# AIM
All of the records listed below should be retyped exactly.

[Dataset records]

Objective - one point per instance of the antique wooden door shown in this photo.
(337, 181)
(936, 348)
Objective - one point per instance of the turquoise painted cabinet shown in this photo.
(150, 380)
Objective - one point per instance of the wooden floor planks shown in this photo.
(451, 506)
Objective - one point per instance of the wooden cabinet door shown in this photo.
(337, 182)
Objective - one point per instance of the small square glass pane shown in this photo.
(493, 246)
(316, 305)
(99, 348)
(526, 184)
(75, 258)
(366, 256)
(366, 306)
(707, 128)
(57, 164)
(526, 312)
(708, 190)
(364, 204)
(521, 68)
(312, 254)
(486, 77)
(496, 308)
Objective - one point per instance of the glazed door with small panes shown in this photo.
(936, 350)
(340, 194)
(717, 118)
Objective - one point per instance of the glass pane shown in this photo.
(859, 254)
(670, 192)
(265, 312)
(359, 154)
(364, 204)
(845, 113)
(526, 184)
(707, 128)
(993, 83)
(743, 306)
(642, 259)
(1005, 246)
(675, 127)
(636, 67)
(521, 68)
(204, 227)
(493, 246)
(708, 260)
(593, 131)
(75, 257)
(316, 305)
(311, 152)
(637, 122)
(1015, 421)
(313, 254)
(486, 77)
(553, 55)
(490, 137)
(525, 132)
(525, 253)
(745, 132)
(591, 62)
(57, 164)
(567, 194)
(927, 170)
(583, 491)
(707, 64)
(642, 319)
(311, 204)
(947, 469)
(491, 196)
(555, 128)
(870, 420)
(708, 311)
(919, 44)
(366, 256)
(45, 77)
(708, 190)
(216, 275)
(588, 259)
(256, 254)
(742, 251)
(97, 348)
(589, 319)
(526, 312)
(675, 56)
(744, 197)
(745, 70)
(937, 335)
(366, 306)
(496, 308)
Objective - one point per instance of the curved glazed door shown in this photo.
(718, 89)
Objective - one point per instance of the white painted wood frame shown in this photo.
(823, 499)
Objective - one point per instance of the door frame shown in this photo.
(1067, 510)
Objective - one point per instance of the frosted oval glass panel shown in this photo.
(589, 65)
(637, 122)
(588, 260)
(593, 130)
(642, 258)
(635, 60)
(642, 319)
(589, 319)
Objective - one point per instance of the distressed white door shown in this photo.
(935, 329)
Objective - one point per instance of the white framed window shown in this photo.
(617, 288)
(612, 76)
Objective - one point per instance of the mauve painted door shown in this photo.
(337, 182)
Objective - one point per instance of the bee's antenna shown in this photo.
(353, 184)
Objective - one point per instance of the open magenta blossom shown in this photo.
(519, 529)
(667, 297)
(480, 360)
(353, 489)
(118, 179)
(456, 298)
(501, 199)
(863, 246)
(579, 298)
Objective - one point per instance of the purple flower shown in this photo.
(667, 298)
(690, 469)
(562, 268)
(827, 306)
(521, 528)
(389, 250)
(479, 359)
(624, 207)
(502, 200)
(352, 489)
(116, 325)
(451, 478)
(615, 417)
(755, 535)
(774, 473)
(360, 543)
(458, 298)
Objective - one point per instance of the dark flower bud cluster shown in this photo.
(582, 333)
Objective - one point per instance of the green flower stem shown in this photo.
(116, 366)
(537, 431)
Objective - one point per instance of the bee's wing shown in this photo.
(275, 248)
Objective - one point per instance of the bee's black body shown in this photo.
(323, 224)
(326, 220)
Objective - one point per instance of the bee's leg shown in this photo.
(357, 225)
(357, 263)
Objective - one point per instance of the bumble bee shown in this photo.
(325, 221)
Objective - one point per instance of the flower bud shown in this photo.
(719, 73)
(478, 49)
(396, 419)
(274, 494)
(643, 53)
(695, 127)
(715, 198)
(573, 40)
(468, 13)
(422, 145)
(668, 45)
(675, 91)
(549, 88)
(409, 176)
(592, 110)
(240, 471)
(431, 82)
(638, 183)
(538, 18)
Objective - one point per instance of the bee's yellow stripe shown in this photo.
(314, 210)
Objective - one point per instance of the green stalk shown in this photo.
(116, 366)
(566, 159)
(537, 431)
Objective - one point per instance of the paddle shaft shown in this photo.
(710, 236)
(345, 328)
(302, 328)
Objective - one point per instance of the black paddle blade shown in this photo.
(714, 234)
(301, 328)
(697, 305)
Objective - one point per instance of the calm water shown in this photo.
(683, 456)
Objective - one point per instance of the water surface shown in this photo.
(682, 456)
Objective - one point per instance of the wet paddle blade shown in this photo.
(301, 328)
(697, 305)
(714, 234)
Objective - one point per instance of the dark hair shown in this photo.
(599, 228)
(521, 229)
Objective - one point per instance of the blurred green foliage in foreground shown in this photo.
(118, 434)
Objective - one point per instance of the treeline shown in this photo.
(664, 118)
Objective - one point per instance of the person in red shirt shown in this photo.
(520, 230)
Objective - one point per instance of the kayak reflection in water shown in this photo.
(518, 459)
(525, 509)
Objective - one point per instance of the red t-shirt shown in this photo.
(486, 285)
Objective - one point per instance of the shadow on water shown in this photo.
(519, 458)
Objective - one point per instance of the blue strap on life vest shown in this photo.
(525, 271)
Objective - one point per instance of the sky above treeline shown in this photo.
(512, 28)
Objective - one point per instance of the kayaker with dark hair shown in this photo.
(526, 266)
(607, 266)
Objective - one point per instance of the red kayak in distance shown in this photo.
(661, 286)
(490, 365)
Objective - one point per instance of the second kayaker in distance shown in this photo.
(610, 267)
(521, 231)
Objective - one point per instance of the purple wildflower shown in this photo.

# ANSWER FOR THE TASK
Objective - one point per instance of the antique wooden door shown in this photo.
(337, 181)
(936, 348)
Objective - one point per instance of the turquoise painted cabinet shown in this photo.
(150, 380)
Objective - one point per instance of the wooden floor planks shown in this photo.
(451, 506)
Objective - one point per instance of the wooden cabinet door shown in this photo.
(337, 182)
Objective - one point per instance of the small square glass pane shown in this photo.
(493, 246)
(316, 305)
(99, 348)
(526, 184)
(75, 258)
(366, 256)
(366, 306)
(707, 128)
(57, 164)
(526, 312)
(708, 190)
(364, 204)
(521, 68)
(312, 254)
(486, 77)
(496, 308)
Objective - one point per instance of the glazed door with small panes shown in this photo.
(936, 350)
(340, 194)
(717, 118)
Objective - one point per instance of the glass pane shown in this photo.
(859, 254)
(670, 192)
(265, 312)
(359, 154)
(364, 204)
(845, 113)
(526, 184)
(707, 128)
(993, 83)
(743, 306)
(642, 259)
(1005, 246)
(675, 127)
(636, 67)
(521, 68)
(204, 227)
(493, 246)
(708, 260)
(593, 131)
(75, 257)
(316, 305)
(311, 152)
(637, 122)
(1015, 421)
(313, 254)
(486, 77)
(553, 55)
(490, 137)
(525, 132)
(525, 253)
(745, 132)
(591, 62)
(57, 164)
(567, 194)
(927, 170)
(583, 491)
(707, 64)
(642, 319)
(311, 204)
(947, 469)
(491, 196)
(555, 128)
(870, 420)
(708, 311)
(919, 44)
(366, 256)
(45, 77)
(708, 190)
(216, 275)
(588, 259)
(256, 254)
(742, 251)
(97, 348)
(589, 319)
(526, 312)
(675, 56)
(744, 197)
(745, 70)
(937, 335)
(366, 306)
(496, 308)
Objective - one point per instance of the curved glazed door shown in this photo.
(718, 89)
Objective - one point per instance of the white painted wood frame shown in this photo.
(823, 499)
Objective - one point per instance of the door frame shown in this photo.
(1067, 510)
Objective - one point per instance of the frosted oval glass panel shown in this photo.
(589, 65)
(637, 122)
(588, 260)
(593, 130)
(642, 258)
(635, 60)
(642, 319)
(589, 319)
Objective - one point per instance of the distressed white door shown in this photo.
(935, 329)
Objective - one point per instance of the white framed window shown in this photo.
(617, 288)
(612, 76)
Objective - one point per instance of the mauve painted door shown in this photo.
(337, 182)
Objective - one point per instance of the bee's antenna shown in this photo.
(353, 184)
Objective - one point per instance of the open magenta blossom shown in this photo.
(519, 529)
(667, 297)
(480, 360)
(353, 489)
(118, 179)
(456, 298)
(501, 199)
(863, 246)
(579, 298)
Objective - one point per instance of the purple flower shown in this photo.
(667, 298)
(690, 469)
(562, 268)
(827, 306)
(521, 528)
(389, 250)
(479, 359)
(624, 207)
(502, 200)
(352, 489)
(116, 325)
(451, 478)
(615, 417)
(755, 535)
(774, 473)
(360, 543)
(458, 298)
Objective - one point per instance of the dark flower bud cluster shown in this photo.
(582, 333)
Objective - one point per instance of the green flower stem shown in this photo.
(116, 366)
(537, 431)
Objective - one point per instance of the bee's wing shown in this photo.
(275, 248)
Objective - one point per instance of the bee's black body shown in this photo.
(323, 224)
(326, 220)
Objective - one point per instance of the bee's leg shown in this photo.
(357, 225)
(357, 263)
Objective - one point per instance of the bumble bee shown in this photo.
(325, 221)
Objective - one point per instance of the flower bud shown in this photo.
(719, 73)
(478, 49)
(396, 419)
(274, 494)
(643, 53)
(695, 127)
(715, 198)
(573, 40)
(468, 13)
(422, 145)
(668, 45)
(675, 91)
(549, 88)
(409, 176)
(592, 110)
(240, 471)
(431, 82)
(638, 183)
(538, 18)
Objective - one point per instance of the bee's yellow stripe shown in this photo.
(314, 210)
Objective - one point per instance of the green stalk shown in this photo.
(116, 366)
(566, 159)
(537, 431)
Objective - one point per instance of the paddle shaft shown in this photo.
(710, 236)
(345, 328)
(302, 328)
Objective - one point per instance of the black paddle blade shown in this photo.
(714, 234)
(301, 328)
(697, 305)
Objective - one point per instance of the calm water shown in this photo.
(683, 456)
Objective - one point per instance of the water surface shown in this photo.
(682, 456)
Objective - one point per instance of the wet paddle blade shown in this photo.
(301, 328)
(697, 305)
(714, 234)
Objective - one point per instance of the dark hair shown in this photo.
(599, 228)
(521, 229)
Objective - one point per instance of the blurred green foliage in foreground shown in this photo.
(118, 434)
Objective - one point per instance of the treeline shown in this photo.
(664, 118)
Objective - one point per instance of the person in red shirt shown in this photo.
(520, 230)
Objective - one point per instance of the kayak reflection in water shown in this photo.
(518, 459)
(525, 509)
Objective - one point per instance of the red t-shirt shown in this photo.
(486, 285)
Objective - one point per instance of the shadow on water shown in this photo.
(519, 458)
Objective - one point per instance of the blue strap on life vest shown in this photo.
(525, 271)
Objective - one point per instance of the sky above treeline shown in this photo.
(512, 28)
Objective - one point per instance of the kayaker with dark hair shown in this photo.
(526, 266)
(607, 266)
Objective - one point per instance of the red kayak in distance shown in this photo.
(661, 286)
(490, 365)
Objective - one point per instance of the second kayaker in distance shown in this photo.
(610, 267)
(521, 231)
Objective - one point per instance of the purple wildflower shown in this photo.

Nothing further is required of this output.